WHAT YOU SHOULD DO:
Which lines below contain the word "chrome"? Copy each of them.

· · · ·

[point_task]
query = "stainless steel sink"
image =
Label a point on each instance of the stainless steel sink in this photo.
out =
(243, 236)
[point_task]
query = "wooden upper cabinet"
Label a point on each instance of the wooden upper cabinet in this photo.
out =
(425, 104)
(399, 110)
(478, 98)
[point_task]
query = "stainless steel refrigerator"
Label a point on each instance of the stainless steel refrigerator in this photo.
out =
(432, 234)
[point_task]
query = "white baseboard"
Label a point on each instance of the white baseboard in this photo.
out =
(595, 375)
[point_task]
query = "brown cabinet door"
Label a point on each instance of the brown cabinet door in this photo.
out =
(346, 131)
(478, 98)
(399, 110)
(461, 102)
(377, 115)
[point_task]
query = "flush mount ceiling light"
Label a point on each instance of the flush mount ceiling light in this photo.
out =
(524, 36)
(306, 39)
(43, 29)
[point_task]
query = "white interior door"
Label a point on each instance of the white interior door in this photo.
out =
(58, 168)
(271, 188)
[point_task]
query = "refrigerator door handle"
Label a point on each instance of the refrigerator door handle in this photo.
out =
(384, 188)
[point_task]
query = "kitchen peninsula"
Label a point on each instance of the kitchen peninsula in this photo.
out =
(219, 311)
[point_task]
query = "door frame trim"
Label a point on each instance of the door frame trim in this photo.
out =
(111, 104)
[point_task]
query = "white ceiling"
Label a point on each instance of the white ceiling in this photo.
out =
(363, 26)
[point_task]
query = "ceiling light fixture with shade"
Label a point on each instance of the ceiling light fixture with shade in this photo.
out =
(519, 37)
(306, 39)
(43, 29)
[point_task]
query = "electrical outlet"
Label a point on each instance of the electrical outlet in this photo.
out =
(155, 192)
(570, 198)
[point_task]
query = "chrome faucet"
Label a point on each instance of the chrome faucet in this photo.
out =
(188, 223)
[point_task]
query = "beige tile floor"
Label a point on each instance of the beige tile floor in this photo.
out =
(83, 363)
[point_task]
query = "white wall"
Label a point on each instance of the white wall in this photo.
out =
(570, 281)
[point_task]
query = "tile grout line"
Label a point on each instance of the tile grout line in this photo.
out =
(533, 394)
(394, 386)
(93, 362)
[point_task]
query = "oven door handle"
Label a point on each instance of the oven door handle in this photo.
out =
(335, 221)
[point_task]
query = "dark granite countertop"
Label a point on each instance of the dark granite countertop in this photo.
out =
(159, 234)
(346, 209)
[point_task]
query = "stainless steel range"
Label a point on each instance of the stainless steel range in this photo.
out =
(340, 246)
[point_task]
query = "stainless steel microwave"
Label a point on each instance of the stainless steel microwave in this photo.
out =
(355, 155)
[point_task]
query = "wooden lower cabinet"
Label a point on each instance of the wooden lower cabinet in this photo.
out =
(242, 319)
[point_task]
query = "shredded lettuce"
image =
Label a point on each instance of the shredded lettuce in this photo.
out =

· · · ·

WRITTEN ANSWER:
query = "chrome faucet"
Label a point on each instance of the chrome faucet in this photo.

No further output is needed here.